- [TRY IT] Continue the passage about the Futurama episode "Proposition Infinity" from the point where it stops.

- [SOURCE EXTRACT]
=== Section Start ===
Openly gay actor George Takei guest stars in this episode, moderating the Proposition Infinity debate. Takei, a frequent guest star in the series, is an outspoken LGBT activist and marriage equality spokesperson. Takei married his partner, Brad Altman, on June 17, 2008 when same-sex marriage was legal in California. Despite the passing of Proposition 8 in November of that same year, which banned same-sex marriage in California, the California Supreme Court ruled that it did not affect same-sex marriages entered into before its passing, leaving Takei and Altman's marriage still legal and valid.

The episode revisits the concept of robosexuality as a social taboo in the future society depicted in Futurama and is more explicit in its analogy to prejudice and stigma surrounding homosexuality. The stigmatization of robosexuality and the term "robosexual" were first mentioned in the series pilot "Space Pilot 3000". The issue is expanded upon in more detail in the season 3 episode "I Dated a Robot" in which Fry dates a robot Lucy Liu, to the disapproval of the other characters. Co-producer David X. Cohen noted that the writing team had tried to maintain robosexual relationships as a taboo throughout the series.

==Broadcast and reception==
"Proposition Infinity" originally aired July 8, 2010, on Comedy Central. In its original American broadcast, "Proposition Infinity" was viewed by an estimated 2.013 million households with a 1.3 rating/2% share in the Nielsen ratings and a 1.0 rating/3% share in the 18–49 demographic, going down one-tenth of a point from the previous week's episode, "Attack of the Killer App". In interviews leading up to the premiere of season six, David X. Cohen stated that he considers this one of his favorite episodes of Futuramas sixth season.
=== Section End ===
- [EXCERPTED RECORDS]
=== Section Start ===
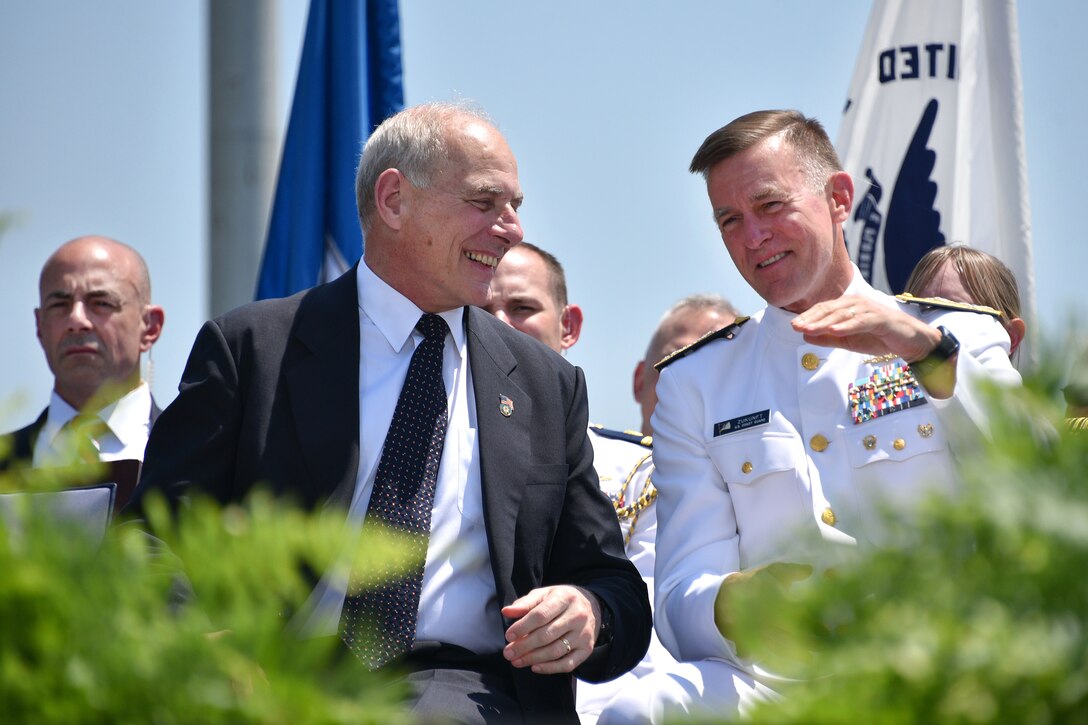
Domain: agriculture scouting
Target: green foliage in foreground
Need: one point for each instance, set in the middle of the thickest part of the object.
(979, 611)
(113, 633)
=== Section End ===
- [REPLY]
"Proposition Infinity" received mostly positive reviews from critics. Zack Handlen of The A.V. Club wrote: "This is the series I've been missing for years. It was goofy, spastic, over-stuffed, occasionally cruel, and bizarrely sincere." He graded the episode A−, praising the "No on Infinity" ad parody and reappearances of George Takei and Hedonismbot in particular. Sean Gandert of Paste wrote: "I'd like to see them lay off the contemporary commentary episodes for a bit, but other than that it was exactly what any fan of the show would hope for." Danny Gallagher of TVSquad stated that the episode's "robotic take on the needless hysteria and blatant hypocricy [sic] of gay marriage was not only steeped in satiric goodness, but it was downright hilarious." He felt that the episode's writing was an improvement over the previous episodes in the season and that it "really used the storied and rich history of the characters to its advantage." In particular, Gallagher praised Takei's cameo as one of the episode's funniest, even stating it to be one of the series' best. Alasdair Wilkins of io9 also praised the episode, calling it "a triumph for the new Futurama, and just the sort of episode that leaves me convinced that the show's revival was completely worthwhile." Michelle Castillo of Today enjoyed the attack on California Proposition 8, stating that the episode "poked fun at the issues in the unique way that only 'Futurama' can pull off."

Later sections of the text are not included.